# 本文
____
この奥義の問題は、使った側の「人間性の悪さ」を際立たせてしまうという、何とも「他人受け」しない秘奥義だが・・・
これをやるしかないだろう・・・
交渉はこれからクライマックスを向かえる・・・
ミスは許されない・・・!!
私はゆっくりと立ち上がり、部屋の中をさも考え事をしながらというように歩き始め、声のトーンを下げて彼の方に時折視線を移して話し始める・・・
「どうやら・・・この件は俺が悪かったようだ・・・お前が俺から全額受領して領収証を渡したとはいえ・・・お前が誰かにお金を渡したらお前の責任がなくなるという摩訶不思議なシステムを・・・俺は知らなかったようだ・・・申し訳ない・・・」
「・・・」
「それに・・・俺は明らかに”世界標準”でお前が仕事をしているから”常識”に沿ってクレームを出せばいいとだけ考えていたが・・・お前の標準は”子供標準”で”大人の仕事”じゃないと言うことも知らなかった・・・それなのに・・・申し訳ない・・・」
「・・・」
「さらに・・・なにか起きたときに・・・お前の能力が明らかに欠如していて・・・対応が出来ないということも・・・まったく想像すらしていなかったんだ・・・俺が知らなかったのが問題だ!謝らせてくれ・・・」
「・・・」
____
# 元の一覧
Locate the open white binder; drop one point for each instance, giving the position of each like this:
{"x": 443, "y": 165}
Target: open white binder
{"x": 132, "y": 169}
____
# やること
• 1. 本文で、話し手は相手の仕事の標準を何だと言っていますか。
• 2. 本文のうち「この奥義の問題は、使った側の」を含むところから「のに・・・申し訳ない・・・」」までを、「クレーム」を「苦情」に置き換えて書き直してください。
• 3. 交渉の場面を描いた本文の続きを、最後の文のあとから書いてください。

# 課題ごとの答え
• 1. 「子供標準」だと言っています。

• 2.
この奥義の問題は、使った側の「人間性の悪さ」を際立たせてしまうという、何とも「他人受け」しない秘奥義だが・・・
これをやるしかないだろう・・・
交渉はこれからクライマックスを向かえる・・・
ミスは許されない・・・!!
私はゆっくりと立ち上がり、部屋の中をさも考え事をしながらというように歩き始め、声のトーンを下げて彼の方に時折視線を移して話し始める・・・
「どうやら・・・この件は俺が悪かったようだ・・・お前が俺から全額受領して領収証を渡したとはいえ・・・お前が誰かにお金を渡したらお前の責任がなくなるという摩訶不思議なシステムを・・・俺は知らなかったようだ・・・申し訳ない・・・」
「・・・」
「それに・・・俺は明らかに”世界標準”でお前が仕事をしているから”常識”に沿って苦情を出せばいいとだけ考えていたが・・・お前の標準は”子供標準”で”大人の仕事”じゃないと言うことも知らなかった・・・それなのに・・・申し訳ない・・・」

• 3.
彼は無言になる・・・かなり堪えているようだ・・・
私はこうさらに続ける・・・
「俺は今・・・俺にとって大事だと思っていた540は諦める・・・お前の言ったとおりに”たった”400でいい・・・お前の仕事はまったく意味が無かったが・・・お前の馬鹿さ加減を考えに入れていなかった俺のミスだ・・・謝らせてくれ・・・申し訳ない・・・」
「・・・」
「それに・・・お前が仕事と言うことに対するプライドも・・・責任感も無いことにまったく俺は気付かなかったんだ!お前を信用できる男と思い込んでしまっていたんだ・・・明らかに俺の勘違いだったんだ・・・・申し訳ない・・・」
「・・・」
そういって、彼の机の正面の椅子に座る・・・
彼は無言だ・・・唇を噛み締めている・・・それはそうだ・・・丁寧にここまでコケにされて怒らない人間はいないだろう・・・彼が激昂したら・・・そのときは向こうに併せて激昂するかわざと冷静にするか・・・そのときに考えよう・・・
彼にこう問い合わせる
「答えてくれ!俺は540ドブに捨てて”たった”400で後は泣くといっているんだ・・・どうなんだ・・・」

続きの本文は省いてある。